■ Texte extrait
┄┄┄┄┄┄┄┄┄┄
De mai 2020 à mars 2023, les fouilles du château de Villers-Cotterêts ont accompagné, dans toutes ses phases, le projet de rénovation voulu par le président Macron pour accueillir la Cité internationale de la langue française qui a été inaugurée le 30 octobre dernier. Premier bilan de ce chantier hors norme avec Bénédicte Guillot, responsable des opérations pour l’Inrap.
Propos recueillis par Alice Tillier-Chevallier
Quelles ont été les singularités de ces fouilles ?
Le chantier a d’abord été exceptionnel par son ampleur : alors que les fouilles de châteaux se concentrent habituellement sur une aile ou sur une partie des jardins dans le cadre de travaux ponctuels, nous avons ici, grâce au projet de rénovation intégrale commandé par l’État, fouillé tous les sols et étudié toutes les maçonneries en élévation, soit 1,5 hectare et 23 000 m2 de murs ! Il a aussi été exceptionnel sur le plan des découvertes. L’histoire de ce château, qui a d’abord été propriété des ducs de Valois au XIIe siècle avant de passer aux rois de France en 1213, était mal connue faute d’archives. L’idée générale était que François Ier avait procédé à l’arasement du château qui avait précédé. Or nous avons eu l’immense surprise de retrouver tous les niveaux anciens. Certains sols avaient simplement été remblayés : le pavage glaçuré de deux salles était encore en place, comme le système d’écorcherie (lieu où l’on écorchait les bêtes) installé à la fin du Moyen Âge dans ce château dévolu aux plaisirs de la chasse. Une partie des murs médiévaux – certains jusqu’à 12 mètres de haut ! – avait été conservée dans le logis royal.
┄┄┄┄┄┄┄┄┄┄
■ Votre tâche
Pouvez-vous recopier à l'identique le passage de l'entretien sur les fouilles du château de Villers-Cotterêts, de « De mai 2020 » à « ces fouilles ? » ?
┄┄┄┄┄┄┄┄┄┄
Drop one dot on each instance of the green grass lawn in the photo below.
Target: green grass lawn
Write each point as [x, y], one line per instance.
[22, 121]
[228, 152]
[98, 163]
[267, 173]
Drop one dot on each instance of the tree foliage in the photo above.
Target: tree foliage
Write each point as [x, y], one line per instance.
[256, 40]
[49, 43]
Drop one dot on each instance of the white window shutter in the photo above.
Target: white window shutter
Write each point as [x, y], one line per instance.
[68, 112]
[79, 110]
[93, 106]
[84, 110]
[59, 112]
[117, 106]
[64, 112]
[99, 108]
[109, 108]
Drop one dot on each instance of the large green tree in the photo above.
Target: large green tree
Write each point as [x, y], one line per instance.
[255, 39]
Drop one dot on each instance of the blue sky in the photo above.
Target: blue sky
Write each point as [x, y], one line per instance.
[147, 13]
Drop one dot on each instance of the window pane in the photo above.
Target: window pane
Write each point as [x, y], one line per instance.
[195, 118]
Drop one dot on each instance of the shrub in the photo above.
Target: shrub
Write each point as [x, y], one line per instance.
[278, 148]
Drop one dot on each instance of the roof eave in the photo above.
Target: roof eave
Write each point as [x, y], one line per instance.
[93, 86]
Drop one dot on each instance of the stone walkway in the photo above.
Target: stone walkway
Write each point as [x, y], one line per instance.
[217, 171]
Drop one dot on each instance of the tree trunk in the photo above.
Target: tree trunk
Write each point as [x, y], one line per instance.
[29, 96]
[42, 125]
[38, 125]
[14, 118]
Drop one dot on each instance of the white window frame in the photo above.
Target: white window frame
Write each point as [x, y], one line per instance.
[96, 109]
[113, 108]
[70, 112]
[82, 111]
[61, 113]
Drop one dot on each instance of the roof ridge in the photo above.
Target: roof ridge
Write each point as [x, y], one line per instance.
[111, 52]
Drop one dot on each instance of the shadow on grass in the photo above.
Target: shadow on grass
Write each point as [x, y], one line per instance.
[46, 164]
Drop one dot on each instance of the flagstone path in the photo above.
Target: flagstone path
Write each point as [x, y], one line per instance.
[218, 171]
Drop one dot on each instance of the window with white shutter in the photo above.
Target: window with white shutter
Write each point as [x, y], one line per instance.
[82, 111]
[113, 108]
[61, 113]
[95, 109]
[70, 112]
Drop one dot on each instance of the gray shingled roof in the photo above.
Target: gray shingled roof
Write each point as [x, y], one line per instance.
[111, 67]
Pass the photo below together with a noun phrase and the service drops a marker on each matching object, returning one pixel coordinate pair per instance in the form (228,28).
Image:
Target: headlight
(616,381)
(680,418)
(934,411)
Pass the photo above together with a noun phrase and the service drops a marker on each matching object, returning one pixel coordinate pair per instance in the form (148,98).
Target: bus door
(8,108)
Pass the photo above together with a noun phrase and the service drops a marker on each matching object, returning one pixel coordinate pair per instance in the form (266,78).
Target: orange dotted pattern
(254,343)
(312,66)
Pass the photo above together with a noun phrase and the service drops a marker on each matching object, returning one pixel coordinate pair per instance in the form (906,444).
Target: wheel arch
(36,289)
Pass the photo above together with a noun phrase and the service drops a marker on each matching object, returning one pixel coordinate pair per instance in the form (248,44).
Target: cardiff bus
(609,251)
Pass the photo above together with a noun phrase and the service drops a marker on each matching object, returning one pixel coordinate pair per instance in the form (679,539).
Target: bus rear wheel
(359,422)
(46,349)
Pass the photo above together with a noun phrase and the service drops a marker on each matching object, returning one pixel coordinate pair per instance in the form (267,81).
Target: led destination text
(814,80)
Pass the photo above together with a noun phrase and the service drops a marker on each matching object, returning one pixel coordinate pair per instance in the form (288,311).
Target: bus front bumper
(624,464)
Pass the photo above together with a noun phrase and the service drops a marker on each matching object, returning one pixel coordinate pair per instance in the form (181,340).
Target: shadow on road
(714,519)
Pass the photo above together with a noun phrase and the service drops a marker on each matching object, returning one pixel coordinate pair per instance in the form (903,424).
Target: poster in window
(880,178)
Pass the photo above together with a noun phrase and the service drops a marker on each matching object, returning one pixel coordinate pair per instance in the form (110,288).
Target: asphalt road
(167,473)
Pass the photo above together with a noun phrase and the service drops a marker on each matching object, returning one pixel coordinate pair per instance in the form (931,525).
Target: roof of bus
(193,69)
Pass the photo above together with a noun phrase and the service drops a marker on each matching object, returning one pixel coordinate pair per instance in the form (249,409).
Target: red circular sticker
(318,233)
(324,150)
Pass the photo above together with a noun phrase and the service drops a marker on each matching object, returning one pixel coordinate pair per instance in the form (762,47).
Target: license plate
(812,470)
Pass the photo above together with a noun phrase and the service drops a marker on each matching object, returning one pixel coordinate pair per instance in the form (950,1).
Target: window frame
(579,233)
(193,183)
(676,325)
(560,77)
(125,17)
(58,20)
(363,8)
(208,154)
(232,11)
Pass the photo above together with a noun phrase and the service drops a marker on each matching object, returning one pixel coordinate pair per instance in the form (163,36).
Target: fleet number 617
┄┄┄┄┄┄┄┄┄┄
■ Réponse
De mai 2020 à mars 2023, les fouilles du château de Villers-Cotterêts ont accompagné, dans toutes ses phases, le projet de rénovation voulu par le président Macron pour accueillir la Cité internationale de la langue française qui a été inaugurée le 30 octobre dernier. Premier bilan de ce chantier hors norme avec Bénédicte Guillot, responsable des opérations pour l’Inrap.
Propos recueillis par Alice Tillier-Chevallier
Quelles ont été les singularités de ces fouilles ?